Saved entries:

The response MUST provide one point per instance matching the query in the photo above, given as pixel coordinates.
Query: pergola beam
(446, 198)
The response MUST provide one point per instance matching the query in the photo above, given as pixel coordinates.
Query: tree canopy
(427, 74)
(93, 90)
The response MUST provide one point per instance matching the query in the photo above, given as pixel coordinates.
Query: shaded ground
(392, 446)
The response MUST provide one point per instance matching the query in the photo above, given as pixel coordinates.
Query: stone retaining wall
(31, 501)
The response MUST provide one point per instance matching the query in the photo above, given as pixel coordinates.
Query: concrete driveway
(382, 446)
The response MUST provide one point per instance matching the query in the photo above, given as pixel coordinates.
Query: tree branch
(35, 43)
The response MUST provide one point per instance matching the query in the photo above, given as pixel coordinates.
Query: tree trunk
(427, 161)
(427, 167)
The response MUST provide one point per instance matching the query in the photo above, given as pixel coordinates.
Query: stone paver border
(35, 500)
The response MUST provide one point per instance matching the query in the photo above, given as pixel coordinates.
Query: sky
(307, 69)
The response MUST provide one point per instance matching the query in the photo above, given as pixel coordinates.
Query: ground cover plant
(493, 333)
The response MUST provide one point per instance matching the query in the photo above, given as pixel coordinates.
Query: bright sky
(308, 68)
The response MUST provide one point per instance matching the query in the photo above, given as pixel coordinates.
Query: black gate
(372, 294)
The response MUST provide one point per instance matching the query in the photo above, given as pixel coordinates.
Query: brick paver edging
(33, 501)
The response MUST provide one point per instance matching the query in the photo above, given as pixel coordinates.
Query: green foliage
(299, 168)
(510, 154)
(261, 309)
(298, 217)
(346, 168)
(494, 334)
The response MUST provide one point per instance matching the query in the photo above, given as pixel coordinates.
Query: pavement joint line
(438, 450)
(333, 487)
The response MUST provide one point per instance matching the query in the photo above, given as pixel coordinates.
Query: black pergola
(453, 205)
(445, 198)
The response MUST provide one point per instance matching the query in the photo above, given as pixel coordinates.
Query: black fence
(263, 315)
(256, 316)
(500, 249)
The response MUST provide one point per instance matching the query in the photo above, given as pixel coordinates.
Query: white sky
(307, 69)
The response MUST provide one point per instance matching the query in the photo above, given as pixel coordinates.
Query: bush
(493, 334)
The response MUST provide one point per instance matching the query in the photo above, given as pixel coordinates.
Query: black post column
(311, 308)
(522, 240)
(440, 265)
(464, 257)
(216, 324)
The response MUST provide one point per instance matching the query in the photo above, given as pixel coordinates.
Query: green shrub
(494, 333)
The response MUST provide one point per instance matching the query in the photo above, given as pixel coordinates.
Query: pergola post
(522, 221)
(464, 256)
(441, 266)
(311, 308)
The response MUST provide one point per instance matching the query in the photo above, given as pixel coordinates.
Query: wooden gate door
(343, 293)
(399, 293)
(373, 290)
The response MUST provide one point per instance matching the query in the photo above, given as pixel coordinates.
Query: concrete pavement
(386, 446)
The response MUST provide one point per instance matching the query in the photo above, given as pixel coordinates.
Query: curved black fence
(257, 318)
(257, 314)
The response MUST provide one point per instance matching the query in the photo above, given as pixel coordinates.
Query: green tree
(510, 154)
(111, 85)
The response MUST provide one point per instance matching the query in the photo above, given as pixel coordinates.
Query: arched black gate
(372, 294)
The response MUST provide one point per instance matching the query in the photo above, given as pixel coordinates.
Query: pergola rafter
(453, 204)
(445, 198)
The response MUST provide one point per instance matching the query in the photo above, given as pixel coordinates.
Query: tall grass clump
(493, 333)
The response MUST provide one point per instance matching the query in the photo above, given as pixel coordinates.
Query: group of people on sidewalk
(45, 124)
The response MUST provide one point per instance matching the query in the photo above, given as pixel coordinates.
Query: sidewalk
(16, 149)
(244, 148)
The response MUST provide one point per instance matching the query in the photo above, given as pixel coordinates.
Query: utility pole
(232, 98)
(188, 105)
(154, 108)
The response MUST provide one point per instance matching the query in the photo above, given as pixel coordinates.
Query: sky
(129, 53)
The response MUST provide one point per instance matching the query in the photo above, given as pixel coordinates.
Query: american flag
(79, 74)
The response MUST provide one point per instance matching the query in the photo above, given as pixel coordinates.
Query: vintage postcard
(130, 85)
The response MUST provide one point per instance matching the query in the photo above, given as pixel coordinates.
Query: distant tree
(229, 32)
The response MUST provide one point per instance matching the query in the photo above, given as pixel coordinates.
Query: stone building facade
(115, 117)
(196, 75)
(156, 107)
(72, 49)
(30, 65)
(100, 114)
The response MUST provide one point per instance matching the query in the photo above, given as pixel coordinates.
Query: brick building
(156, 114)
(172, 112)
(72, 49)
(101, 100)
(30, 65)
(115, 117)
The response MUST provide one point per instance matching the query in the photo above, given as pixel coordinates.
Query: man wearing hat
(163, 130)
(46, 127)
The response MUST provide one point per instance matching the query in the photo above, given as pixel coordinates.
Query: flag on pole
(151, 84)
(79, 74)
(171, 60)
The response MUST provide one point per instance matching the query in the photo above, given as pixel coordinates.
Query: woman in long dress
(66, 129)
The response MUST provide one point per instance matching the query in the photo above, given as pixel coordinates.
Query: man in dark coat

* _About this task_:
Restate the data exactly, keeping every line intact.

* _Expected output_:
The response MUST provide one point per instance matching the query in the photo above, given as pixel coordinates.
Query: pergola beam
(446, 198)
The response MUST provide one point per instance matching the query in the photo above, given as pixel coordinates.
Query: tree canopy
(427, 74)
(93, 90)
The response MUST provide one point per instance matching the query in the photo above, given as pixel coordinates.
Query: shaded ground
(392, 446)
The response MUST provide one point per instance matching the query in the photo above, given as pixel coordinates.
Query: stone retaining wall
(31, 501)
The response MUST provide one point per instance matching the query in the photo above, given as pixel coordinates.
Query: concrete driveway
(382, 446)
The response MUST provide one point per instance matching the query in the photo above, given as pixel coordinates.
Query: tree branch
(35, 43)
The response MUST provide one point per instance matching the query in the photo above, given as pixel coordinates.
Query: tree trunk
(427, 161)
(427, 167)
The response MUST provide one point per instance matching the query in the photo above, given as pixel coordinates.
Query: stone paver border
(35, 500)
The response MUST provide one point per instance matching the query in the photo above, given as pixel coordinates.
Query: sky
(307, 69)
The response MUST provide one point per instance matching the query in the photo above, given as pixel coordinates.
Query: ground cover plant
(493, 333)
The response MUST provide one point per instance matching the query in the photo above, given as pixel coordinates.
Query: bright sky
(308, 68)
The response MUST provide one point per instance matching the query in the photo above, given as pixel coordinates.
Query: black gate
(372, 294)
The response MUST provide one point per instance matching the query in the photo above, given as pixel coordinates.
Query: brick paver edging
(33, 501)
The response MUST provide one point per instance matching the query in the photo above, given as pixel coordinates.
Query: green foliage
(299, 168)
(510, 154)
(261, 309)
(298, 217)
(346, 168)
(494, 334)
The response MUST provide one point per instance matching the query in the photo above, given as pixel coordinates.
Query: pavement joint line
(438, 450)
(333, 487)
The response MUST provide one point per instance matching the query in the photo above, given as pixel coordinates.
Query: black pergola
(453, 205)
(445, 198)
The response MUST provide one point per instance matching the query in the photo above, given as pixel coordinates.
Query: black fence
(263, 315)
(256, 316)
(500, 249)
The response MUST provide one point per instance matching the query in the photo above, given as pixel coordinates.
Query: white sky
(307, 69)
The response MUST provide one point per instance matching the query in the photo above, given as pixel coordinates.
Query: bush
(493, 334)
The response MUST provide one point per instance matching the query in the photo above, given as pixel coordinates.
Query: black post column
(311, 308)
(522, 240)
(440, 265)
(464, 257)
(216, 324)
The response MUST provide one point per instance matching the query in the photo above, given as pixel coordinates.
Query: green shrub
(494, 333)
The response MUST provide one point per instance matching the query in the photo above, given as pixel coordinates.
Query: pergola post
(522, 221)
(464, 256)
(441, 266)
(311, 308)
The response MUST provide one point per instance matching the query in the photo above, given as pixel coordinates.
Query: wooden gate door
(343, 293)
(399, 293)
(373, 290)
The response MUST provide one point per instance matching the query in the photo above, given as pixel coordinates.
Query: concrete pavement
(386, 446)
The response MUST provide one point per instance matching the query in the photo above, given as pixel coordinates.
Query: curved black fence
(257, 318)
(257, 314)
The response MUST provide one point per instance matching the query in the photo above, given as pixel coordinates.
Query: green tree
(510, 154)
(111, 85)
The response MUST provide one point per instance matching the query in the photo above, given as pixel coordinates.
Query: arched black gate
(372, 294)
The response MUST provide one point per instance matching the query in the photo above, given as pixel coordinates.
Query: pergola rafter
(453, 204)
(445, 198)
The response MUST provide one point per instance matching the query in the photo above, given as pixel coordinates.
Query: tall grass clump
(493, 333)
The response MUST provide one point per instance matching the query in the photo above, given as pixel coordinates.
Query: group of people on sidewalk
(45, 124)
The response MUST provide one point per instance matching the query in the photo above, given as pixel coordinates.
Query: sidewalk
(16, 149)
(244, 148)
The response MUST provide one point per instance matching the query in the photo above, given as pixel coordinates.
Query: utility pole
(232, 98)
(188, 105)
(154, 108)
The response MUST provide one point per instance matching the query in the photo above, given as pixel coordinates.
Query: sky
(129, 53)
The response MUST provide one point per instance matching the query in the photo above, given as pixel coordinates.
Query: american flag
(79, 74)
The response MUST provide one point per instance matching the query in the photo above, given as pixel coordinates.
Query: vintage postcard
(130, 85)
The response MUST provide one point per instance matching the query in the photo above, given as pixel coordinates.
Query: distant tree
(229, 32)
The response MUST provide one point per instance matching the query in the photo above, given as pixel coordinates.
Query: stone building facade
(115, 117)
(196, 75)
(156, 107)
(72, 49)
(30, 65)
(100, 114)
The response MUST provide one point per instance matching the query in the photo above, given as pixel coordinates.
Query: brick building
(156, 114)
(172, 112)
(72, 49)
(101, 100)
(30, 65)
(115, 117)
The response MUST provide one point per instance matching the query in the photo above, given as pixel coordinates.
Query: man wearing hat
(163, 130)
(46, 127)
The response MUST provide one point per instance matching the query in the photo above, given as pixel coordinates.
Query: flag on pole
(151, 84)
(79, 74)
(171, 60)
The response MUST provide one point per instance matching the query in the photo above, given as pixel coordinates.
Query: woman in long dress
(66, 129)
The response MUST provide one point per instance matching the query in the photo above, given as pixel coordinates.
Query: man in dark coat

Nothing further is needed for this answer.